- Extrait du document -
——

C’était un conflit ouvert ! Le gouvernement utilisait le secrétariat à la Culture pour insulter publiquement la classe artistique. Des films ont été censurés. Pendant toute la pandémie de Covid-19, qui a très fortement impacté la culture, on nous a maintenus au pain sec. Le Congrès a dû légiférer pour imposer des mesures de soutien, mais le Président a refusé de les prendre.
L’actuel patron de l’Ancine a été nommé par Bolsonaro, et son mandat ne s’achève que l’an prochain. Constitue-t-il un obstacle à vos efforts pour relancer le cinéma ?
Aucunement. Alex Braga est fonctionnaire de carrière de l’Ancine. Il remplit son rôle institutionnel. Nous parvenons à construire des actions importantes, comme une distribution plus égalitaire entre les régions des investissements dans le cinéma. Les politiques de soutien à l’industrie audiovisuelle ont fait leur retour. Elles ont permis notamment l’expansion du réseau de salles, dont le nombre atteint désormais un record. Une centaine de nouvelles salles ouvriront prochainement dans des communes où il n’y en n’a pas. Nous planchons par ailleurs sur un projet de régulation de vidéo à la demande, afin que les plateformes investissent dans la production nationale. En la matière, la France nous sert de modèle.
Le Brésil est aujourd’hui un pays très divisé. Face à la force politique conservatrice du bolsonarisme, des voix s’élèvent pour appeler le milieu culturel au dialogue. Qu’en pensez-vous ?
Au ministère, nous menons déjà un dialogue. Notre mission est de mettre au point des politiques pour accueillir la très grande diversité culturelle d’un pays aux dimensions continentales. Nous avons pris un vaste éventail de mesures, et je dois dire que, même dans un climat de guerre culturelle, ces mesures sont très bien accueillies. Les taux d’adhésion des villes et des Etats avoisinent les 100 %. La loi Rouanet a été reformulée, car les investissements étaient concentrés dans les régions prospères du Sud et du Sud-Est. Nous les avons réorientés vers le Nord, les favelas, la jeunesse. Nous voulons inoculer la conscience du pouvoir transformateur et émancipateur de la culture. En faire un moyen de générer des revenus et de l’emploi, tout en combattant le fascisme.
Mais comment ?
Précisément en élargissant la participation sociale dans la définition des politiques culturelles. Toutes les instances consultatives du ministère ont été recréées, selon le critère de la parité du genre et de la représentation équitable des régions. La conférence nationale de la culture [une feuille de route pour le secteur] s’est tenue l’an dernier. Plus de 5 000 villes ont envoyé des délégués. Si l’extrême droite a cette vision étriquée de qui peut ou ne peut pas faire telle ou telle chose, pour nous, tout le monde a une opportunité.
Un de vos prédécesseurs n’est autre que le chanteur Gilberto Gil, qui a lui aussi servi sous Lula (entre 2003 et 2008) avant de démissionner pour reprendre sa carrière. En tant qu’artiste, vivez-vous également ce dilemme ?

——

- Données fournies -
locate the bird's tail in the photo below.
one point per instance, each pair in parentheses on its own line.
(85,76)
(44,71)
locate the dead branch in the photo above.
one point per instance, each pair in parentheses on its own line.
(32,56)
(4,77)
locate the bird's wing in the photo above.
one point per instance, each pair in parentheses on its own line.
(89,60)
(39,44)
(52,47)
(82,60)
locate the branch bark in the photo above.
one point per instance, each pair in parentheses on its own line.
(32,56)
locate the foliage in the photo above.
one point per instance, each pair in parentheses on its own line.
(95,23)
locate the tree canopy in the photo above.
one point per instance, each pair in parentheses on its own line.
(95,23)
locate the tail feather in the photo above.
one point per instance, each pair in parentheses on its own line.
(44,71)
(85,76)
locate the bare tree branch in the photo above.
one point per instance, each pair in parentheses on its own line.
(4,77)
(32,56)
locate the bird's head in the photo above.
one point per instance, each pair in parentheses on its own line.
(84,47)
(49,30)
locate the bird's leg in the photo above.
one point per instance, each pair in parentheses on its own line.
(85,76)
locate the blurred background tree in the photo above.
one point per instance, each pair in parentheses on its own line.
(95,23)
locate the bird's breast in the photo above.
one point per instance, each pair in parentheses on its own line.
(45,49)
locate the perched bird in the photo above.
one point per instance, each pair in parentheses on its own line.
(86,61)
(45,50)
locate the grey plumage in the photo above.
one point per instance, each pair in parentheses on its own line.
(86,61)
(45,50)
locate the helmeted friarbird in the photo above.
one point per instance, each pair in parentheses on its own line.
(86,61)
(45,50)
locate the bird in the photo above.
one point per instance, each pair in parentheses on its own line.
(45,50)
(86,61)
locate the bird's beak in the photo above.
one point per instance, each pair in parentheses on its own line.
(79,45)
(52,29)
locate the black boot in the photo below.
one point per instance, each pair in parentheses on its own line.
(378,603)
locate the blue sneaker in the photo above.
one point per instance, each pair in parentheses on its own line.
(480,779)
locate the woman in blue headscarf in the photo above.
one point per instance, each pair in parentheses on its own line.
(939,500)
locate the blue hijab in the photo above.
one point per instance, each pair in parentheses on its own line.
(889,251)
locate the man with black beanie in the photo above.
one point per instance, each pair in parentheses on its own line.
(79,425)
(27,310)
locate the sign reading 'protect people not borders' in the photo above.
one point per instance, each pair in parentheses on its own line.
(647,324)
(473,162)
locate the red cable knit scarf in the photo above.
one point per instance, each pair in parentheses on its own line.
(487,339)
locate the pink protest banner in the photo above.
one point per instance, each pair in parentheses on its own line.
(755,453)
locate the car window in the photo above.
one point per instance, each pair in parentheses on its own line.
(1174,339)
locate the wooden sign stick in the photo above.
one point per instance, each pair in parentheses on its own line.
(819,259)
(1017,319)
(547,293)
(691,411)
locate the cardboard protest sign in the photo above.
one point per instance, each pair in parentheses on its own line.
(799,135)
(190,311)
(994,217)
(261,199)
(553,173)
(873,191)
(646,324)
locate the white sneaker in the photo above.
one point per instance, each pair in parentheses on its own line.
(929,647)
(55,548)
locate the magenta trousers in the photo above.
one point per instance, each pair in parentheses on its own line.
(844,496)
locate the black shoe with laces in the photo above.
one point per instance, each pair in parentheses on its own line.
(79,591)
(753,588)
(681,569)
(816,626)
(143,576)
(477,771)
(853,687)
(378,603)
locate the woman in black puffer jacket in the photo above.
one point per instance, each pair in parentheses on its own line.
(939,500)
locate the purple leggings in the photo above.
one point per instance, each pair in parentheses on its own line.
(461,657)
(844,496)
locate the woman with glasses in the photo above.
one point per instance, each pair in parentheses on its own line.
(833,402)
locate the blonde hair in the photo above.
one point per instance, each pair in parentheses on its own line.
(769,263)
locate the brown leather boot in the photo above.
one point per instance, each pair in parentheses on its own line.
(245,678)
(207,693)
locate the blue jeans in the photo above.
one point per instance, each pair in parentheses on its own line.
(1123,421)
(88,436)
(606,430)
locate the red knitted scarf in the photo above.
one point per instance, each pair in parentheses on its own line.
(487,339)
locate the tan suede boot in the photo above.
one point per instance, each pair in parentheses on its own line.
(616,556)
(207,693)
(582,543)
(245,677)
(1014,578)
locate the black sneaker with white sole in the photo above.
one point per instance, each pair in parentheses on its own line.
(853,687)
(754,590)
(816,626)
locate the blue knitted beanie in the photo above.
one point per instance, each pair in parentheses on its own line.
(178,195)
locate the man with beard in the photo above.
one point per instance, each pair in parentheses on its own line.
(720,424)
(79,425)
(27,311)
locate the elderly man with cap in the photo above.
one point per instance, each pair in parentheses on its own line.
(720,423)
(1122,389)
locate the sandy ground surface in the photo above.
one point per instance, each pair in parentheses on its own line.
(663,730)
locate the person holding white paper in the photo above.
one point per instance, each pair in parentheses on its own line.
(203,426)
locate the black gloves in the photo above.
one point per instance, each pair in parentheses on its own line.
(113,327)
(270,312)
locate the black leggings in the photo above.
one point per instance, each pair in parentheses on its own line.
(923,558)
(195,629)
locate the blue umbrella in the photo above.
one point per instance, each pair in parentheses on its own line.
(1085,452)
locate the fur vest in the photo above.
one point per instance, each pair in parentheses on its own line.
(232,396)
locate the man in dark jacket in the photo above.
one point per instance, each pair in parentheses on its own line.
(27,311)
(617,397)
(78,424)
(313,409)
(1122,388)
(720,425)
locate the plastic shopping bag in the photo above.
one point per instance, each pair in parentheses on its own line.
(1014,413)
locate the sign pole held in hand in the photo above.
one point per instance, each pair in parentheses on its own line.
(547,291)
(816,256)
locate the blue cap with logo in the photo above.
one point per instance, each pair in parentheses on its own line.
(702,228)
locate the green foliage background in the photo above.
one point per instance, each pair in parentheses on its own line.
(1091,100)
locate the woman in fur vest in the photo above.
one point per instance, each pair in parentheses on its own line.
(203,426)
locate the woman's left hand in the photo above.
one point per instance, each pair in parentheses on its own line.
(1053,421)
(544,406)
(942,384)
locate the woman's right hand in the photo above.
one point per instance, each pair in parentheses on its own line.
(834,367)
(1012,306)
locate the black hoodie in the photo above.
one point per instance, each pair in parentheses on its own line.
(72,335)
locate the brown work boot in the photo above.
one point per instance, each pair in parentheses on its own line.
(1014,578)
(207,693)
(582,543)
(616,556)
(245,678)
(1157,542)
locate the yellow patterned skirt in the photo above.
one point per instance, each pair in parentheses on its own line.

——

- Consigne -
Traduisez en anglais cette phrase de l'extrait du document : « La loi Rouanet a été reformulée, car les investissements étaient concentrés dans les régions prospères du Sud et du Sud-Est. »

- Réponse attendue -
The Rouanet Law was reworked, because investment was concentrated in the prosperous regions of the South and Southeast.